### Input records
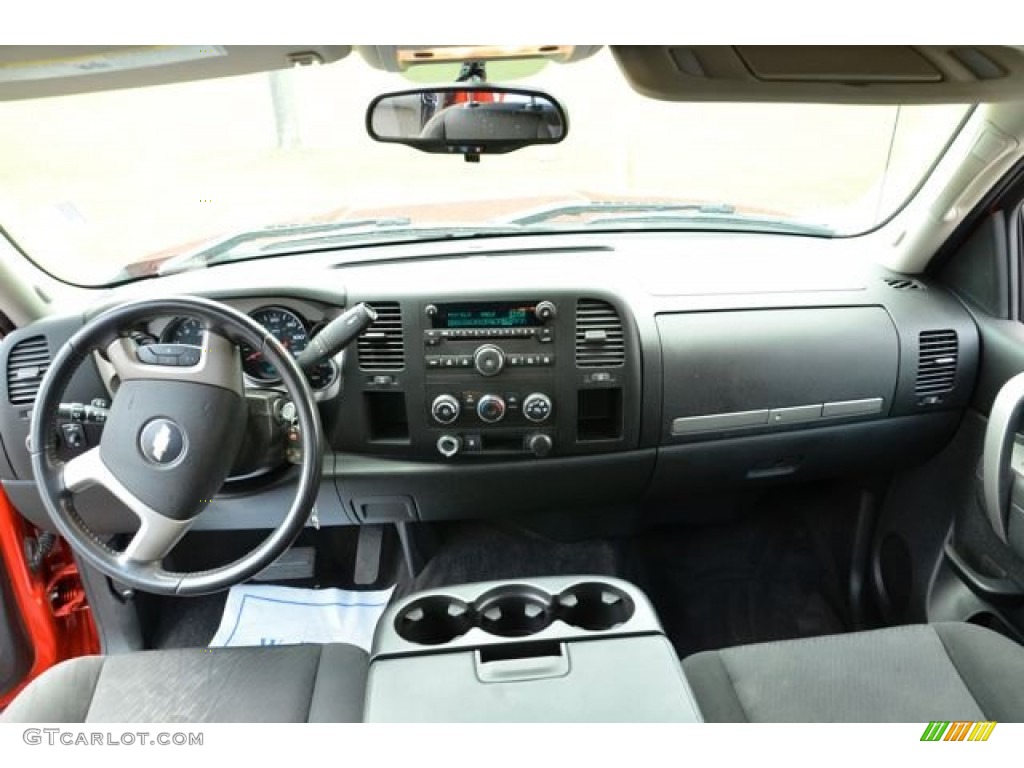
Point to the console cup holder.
(434, 621)
(595, 606)
(514, 611)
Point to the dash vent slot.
(903, 284)
(937, 356)
(26, 366)
(381, 346)
(599, 341)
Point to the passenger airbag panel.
(765, 370)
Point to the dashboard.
(610, 374)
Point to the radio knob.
(444, 409)
(537, 408)
(488, 359)
(545, 311)
(491, 409)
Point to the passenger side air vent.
(381, 346)
(903, 284)
(599, 335)
(26, 366)
(936, 366)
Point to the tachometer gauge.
(287, 328)
(183, 331)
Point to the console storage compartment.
(556, 649)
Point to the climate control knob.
(491, 409)
(540, 444)
(444, 409)
(449, 444)
(537, 408)
(488, 359)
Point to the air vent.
(599, 335)
(936, 366)
(26, 366)
(381, 346)
(903, 284)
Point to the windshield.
(93, 183)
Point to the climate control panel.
(486, 409)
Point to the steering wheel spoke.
(157, 535)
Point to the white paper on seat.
(260, 614)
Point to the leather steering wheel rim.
(139, 566)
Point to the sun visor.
(843, 74)
(35, 71)
(401, 57)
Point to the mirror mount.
(468, 119)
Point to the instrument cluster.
(288, 327)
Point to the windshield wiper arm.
(221, 248)
(578, 209)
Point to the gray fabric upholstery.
(903, 674)
(991, 667)
(288, 683)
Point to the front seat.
(919, 673)
(268, 684)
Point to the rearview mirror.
(469, 120)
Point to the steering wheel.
(168, 443)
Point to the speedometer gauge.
(287, 328)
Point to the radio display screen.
(487, 314)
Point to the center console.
(554, 649)
(491, 376)
(455, 378)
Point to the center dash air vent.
(903, 284)
(381, 346)
(26, 366)
(599, 340)
(936, 366)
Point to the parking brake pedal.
(368, 554)
(296, 563)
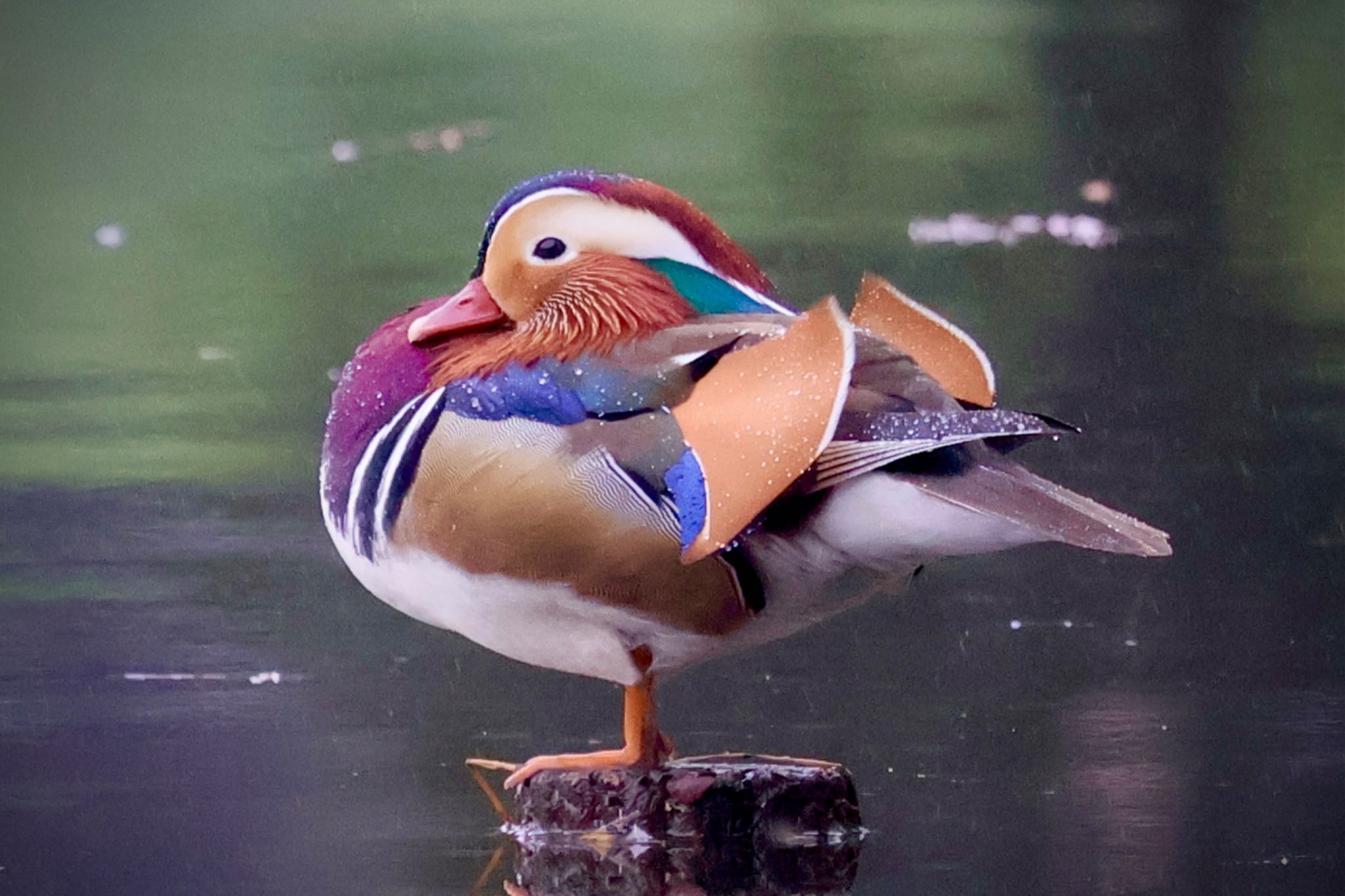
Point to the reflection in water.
(604, 868)
(1119, 819)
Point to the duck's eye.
(548, 247)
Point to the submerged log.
(724, 824)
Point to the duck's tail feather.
(994, 488)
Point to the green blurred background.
(813, 131)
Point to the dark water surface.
(197, 699)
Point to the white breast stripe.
(385, 481)
(358, 477)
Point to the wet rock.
(718, 824)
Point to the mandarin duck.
(617, 453)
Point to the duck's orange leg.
(645, 744)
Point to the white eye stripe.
(611, 226)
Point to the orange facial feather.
(588, 308)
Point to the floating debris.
(443, 139)
(345, 151)
(963, 228)
(109, 236)
(252, 677)
(1098, 191)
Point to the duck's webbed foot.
(645, 747)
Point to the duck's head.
(579, 261)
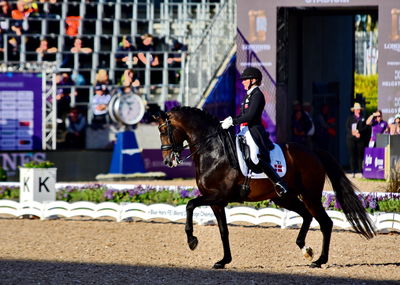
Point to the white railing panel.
(201, 215)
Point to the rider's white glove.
(228, 122)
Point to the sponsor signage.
(20, 111)
(374, 163)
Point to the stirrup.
(280, 189)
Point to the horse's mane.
(203, 116)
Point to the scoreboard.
(20, 111)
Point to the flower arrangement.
(146, 194)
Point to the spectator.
(102, 77)
(79, 48)
(130, 79)
(356, 132)
(99, 108)
(378, 126)
(174, 61)
(394, 125)
(123, 55)
(76, 125)
(5, 11)
(46, 53)
(2, 32)
(145, 47)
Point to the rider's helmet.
(252, 73)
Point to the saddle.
(249, 169)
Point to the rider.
(250, 116)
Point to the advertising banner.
(374, 163)
(389, 58)
(20, 111)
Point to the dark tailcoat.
(251, 114)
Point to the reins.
(177, 149)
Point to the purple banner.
(20, 111)
(153, 162)
(374, 163)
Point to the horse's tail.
(346, 196)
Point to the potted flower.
(38, 181)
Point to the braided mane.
(202, 115)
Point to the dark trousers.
(356, 154)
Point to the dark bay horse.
(219, 182)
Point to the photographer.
(378, 126)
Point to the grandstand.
(205, 28)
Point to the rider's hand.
(228, 122)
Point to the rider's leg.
(280, 185)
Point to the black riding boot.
(280, 185)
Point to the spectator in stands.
(147, 46)
(99, 108)
(76, 125)
(130, 79)
(5, 11)
(378, 126)
(20, 13)
(79, 48)
(2, 32)
(14, 41)
(175, 61)
(356, 132)
(46, 53)
(123, 55)
(102, 77)
(394, 125)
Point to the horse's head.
(172, 138)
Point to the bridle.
(174, 147)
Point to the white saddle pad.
(278, 162)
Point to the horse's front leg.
(219, 212)
(191, 205)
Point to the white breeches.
(254, 150)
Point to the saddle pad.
(277, 162)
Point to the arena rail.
(203, 215)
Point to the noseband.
(173, 147)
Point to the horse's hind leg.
(326, 226)
(295, 205)
(219, 212)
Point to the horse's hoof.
(315, 265)
(308, 253)
(193, 242)
(219, 266)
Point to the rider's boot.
(280, 185)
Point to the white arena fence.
(203, 215)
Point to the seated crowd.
(21, 30)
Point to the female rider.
(249, 120)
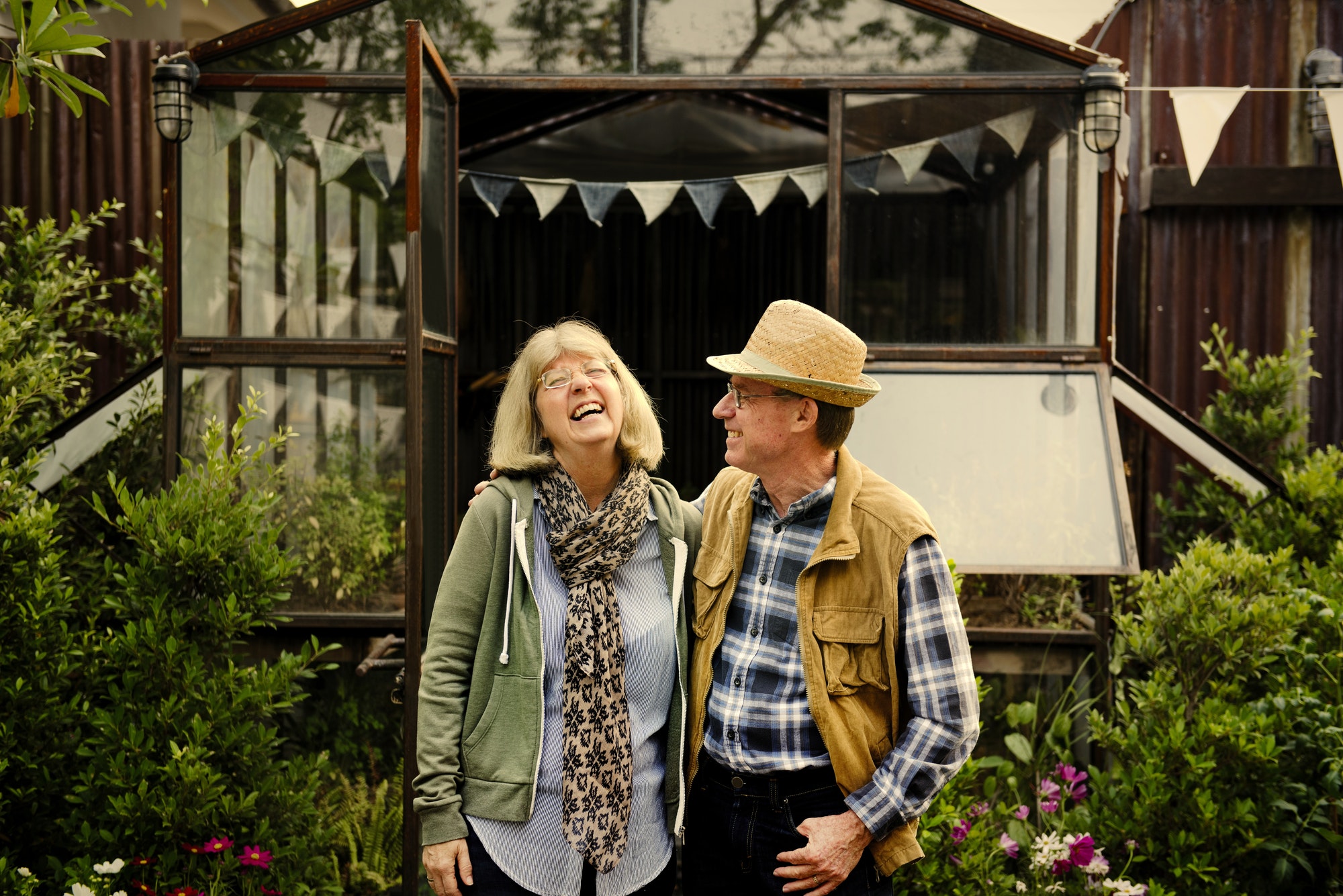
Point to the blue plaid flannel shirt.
(758, 714)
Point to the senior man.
(832, 687)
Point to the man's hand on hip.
(835, 846)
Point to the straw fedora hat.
(808, 352)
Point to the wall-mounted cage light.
(175, 78)
(1324, 70)
(1103, 98)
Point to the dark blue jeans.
(734, 831)
(491, 881)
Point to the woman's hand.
(481, 486)
(444, 862)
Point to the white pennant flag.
(335, 158)
(1201, 113)
(762, 188)
(655, 197)
(913, 157)
(547, 192)
(812, 180)
(1015, 128)
(1334, 106)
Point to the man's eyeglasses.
(559, 377)
(739, 397)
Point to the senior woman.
(553, 697)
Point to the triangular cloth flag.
(547, 192)
(281, 140)
(1334, 106)
(598, 197)
(913, 157)
(378, 168)
(1015, 128)
(707, 196)
(492, 189)
(229, 123)
(762, 188)
(965, 146)
(335, 158)
(1201, 113)
(863, 170)
(812, 180)
(655, 197)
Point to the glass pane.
(293, 216)
(344, 481)
(676, 36)
(1015, 468)
(969, 221)
(437, 138)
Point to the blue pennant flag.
(863, 170)
(965, 146)
(378, 168)
(492, 189)
(708, 196)
(598, 197)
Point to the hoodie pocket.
(851, 648)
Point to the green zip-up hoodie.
(481, 702)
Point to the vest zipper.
(704, 709)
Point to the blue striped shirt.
(759, 719)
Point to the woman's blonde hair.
(519, 443)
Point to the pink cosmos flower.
(1082, 851)
(256, 858)
(218, 846)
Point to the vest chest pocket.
(851, 648)
(711, 576)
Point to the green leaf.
(1020, 746)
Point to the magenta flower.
(256, 858)
(1082, 851)
(218, 846)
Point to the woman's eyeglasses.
(559, 377)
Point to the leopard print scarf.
(598, 766)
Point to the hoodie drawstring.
(508, 603)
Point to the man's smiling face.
(759, 434)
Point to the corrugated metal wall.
(1183, 268)
(61, 162)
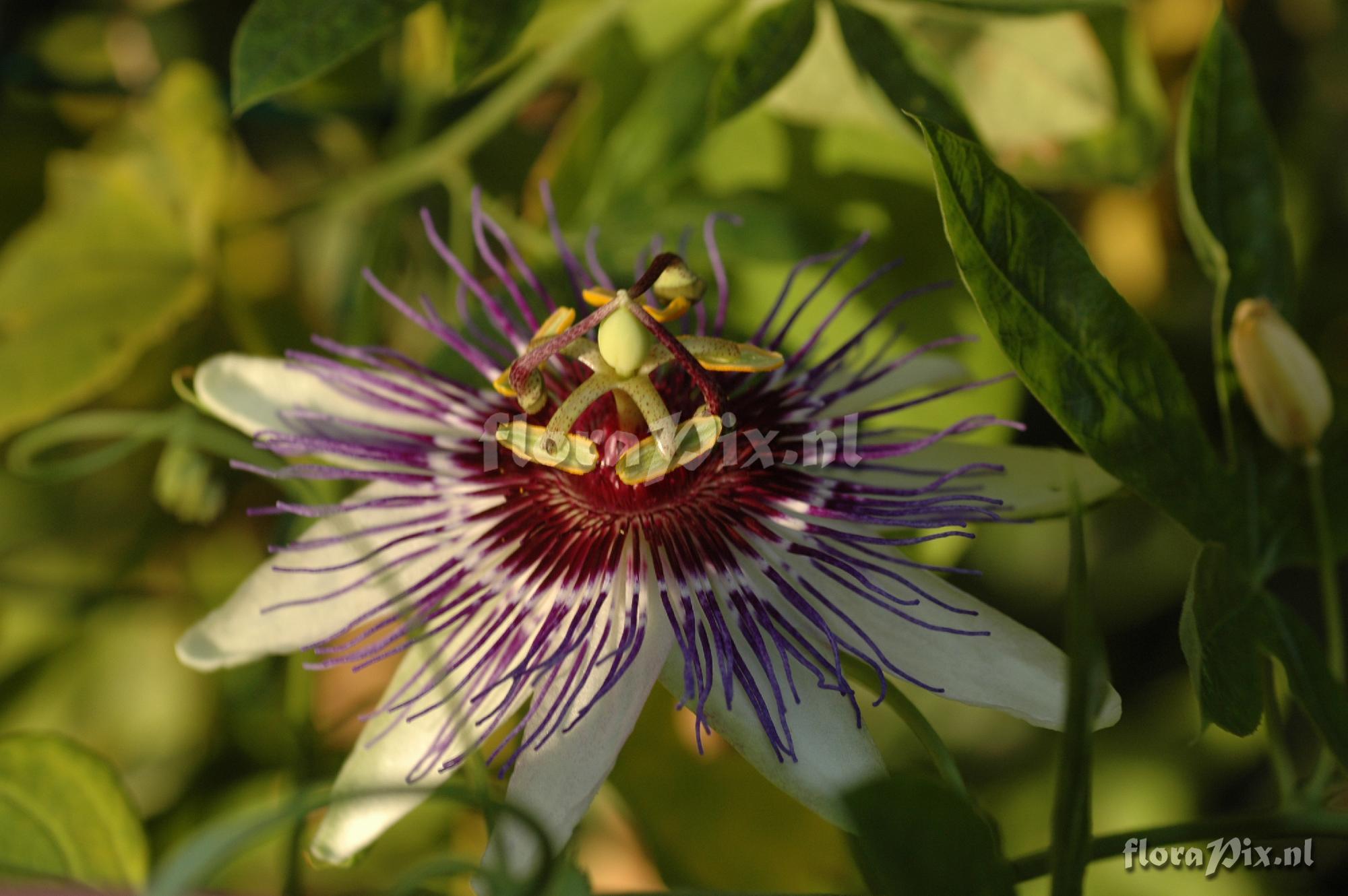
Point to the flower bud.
(1284, 383)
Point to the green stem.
(1284, 767)
(1292, 825)
(1330, 599)
(917, 723)
(427, 164)
(1328, 568)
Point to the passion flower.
(722, 517)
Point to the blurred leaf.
(485, 33)
(1060, 100)
(768, 51)
(64, 814)
(1297, 649)
(1031, 7)
(652, 146)
(1087, 684)
(86, 289)
(1230, 184)
(282, 44)
(1219, 634)
(902, 71)
(118, 257)
(1098, 367)
(917, 836)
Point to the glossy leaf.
(64, 814)
(769, 49)
(100, 277)
(1087, 686)
(1098, 367)
(1230, 192)
(485, 33)
(917, 836)
(282, 44)
(1230, 184)
(1219, 633)
(901, 69)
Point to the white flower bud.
(1284, 383)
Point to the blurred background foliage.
(146, 226)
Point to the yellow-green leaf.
(64, 814)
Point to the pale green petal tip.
(200, 651)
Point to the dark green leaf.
(1231, 192)
(1297, 649)
(1219, 634)
(284, 44)
(769, 49)
(901, 69)
(1230, 183)
(485, 33)
(917, 836)
(64, 814)
(1087, 684)
(1098, 367)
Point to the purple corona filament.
(528, 588)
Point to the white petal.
(556, 782)
(1033, 486)
(243, 629)
(389, 748)
(834, 754)
(923, 371)
(1013, 669)
(249, 393)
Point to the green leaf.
(485, 33)
(1087, 686)
(921, 837)
(770, 48)
(86, 290)
(1230, 192)
(1230, 183)
(1297, 649)
(902, 71)
(1031, 7)
(1219, 633)
(64, 814)
(1084, 354)
(282, 44)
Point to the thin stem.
(1284, 767)
(427, 164)
(917, 723)
(1314, 824)
(1330, 599)
(1328, 568)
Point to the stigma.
(632, 346)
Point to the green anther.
(576, 404)
(679, 281)
(652, 406)
(623, 342)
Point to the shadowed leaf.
(64, 814)
(901, 71)
(284, 44)
(1098, 367)
(768, 51)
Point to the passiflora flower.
(598, 515)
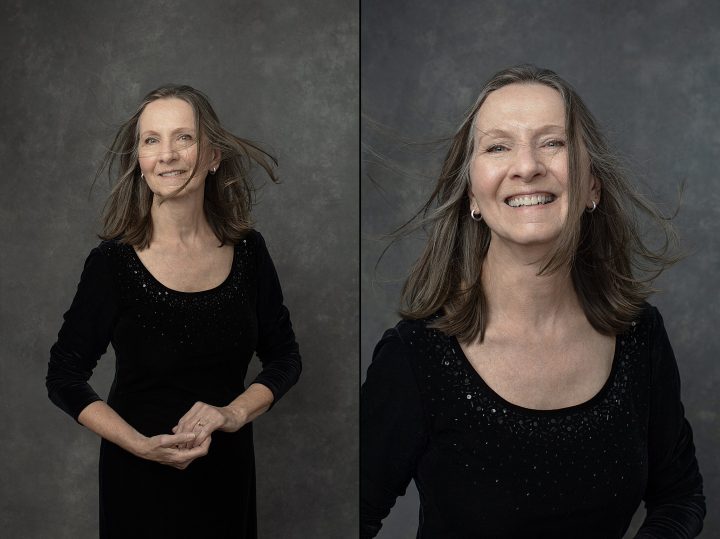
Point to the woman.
(530, 390)
(186, 292)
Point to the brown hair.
(612, 268)
(229, 194)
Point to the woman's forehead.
(167, 112)
(521, 106)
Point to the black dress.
(174, 349)
(485, 468)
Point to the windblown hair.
(611, 266)
(229, 193)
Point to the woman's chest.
(157, 325)
(542, 374)
(489, 462)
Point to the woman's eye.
(555, 143)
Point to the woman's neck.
(517, 297)
(180, 221)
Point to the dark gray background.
(649, 71)
(283, 73)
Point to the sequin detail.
(507, 460)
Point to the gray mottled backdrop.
(282, 73)
(650, 72)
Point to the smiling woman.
(186, 292)
(530, 391)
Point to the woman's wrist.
(137, 444)
(236, 416)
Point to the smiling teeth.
(532, 200)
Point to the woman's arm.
(277, 350)
(392, 432)
(674, 495)
(82, 340)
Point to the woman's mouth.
(529, 200)
(171, 173)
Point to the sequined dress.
(173, 349)
(485, 468)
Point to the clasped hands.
(192, 435)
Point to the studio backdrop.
(283, 74)
(650, 73)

### What you are asked to do
Only the lines from the one that contains "Point to the black dress." to the end of the data should be output, exactly as they appear.

### Correct response
Point to the black dress.
(174, 349)
(485, 468)
Point to the windblown hair.
(611, 266)
(229, 193)
Point to the woman's chest.
(157, 325)
(542, 374)
(489, 462)
Point to the woman's eye.
(555, 143)
Point to the woman's neck.
(517, 297)
(180, 221)
Point to the dark gray background.
(649, 71)
(283, 73)
Point to the sequin detail.
(507, 460)
Point to the gray mottled backdrop.
(282, 73)
(650, 72)
Point to the smiling woman.
(186, 292)
(530, 391)
Point to the woman's wrist.
(137, 444)
(236, 416)
Point to the smiling teeth.
(532, 200)
Point to the woman's arm.
(277, 350)
(392, 432)
(674, 495)
(82, 340)
Point to the woman's mouth.
(529, 200)
(171, 173)
Point to the sequined dress.
(173, 349)
(485, 468)
Point to the clasped hands.
(192, 435)
Point to the studio backdrop.
(283, 74)
(650, 73)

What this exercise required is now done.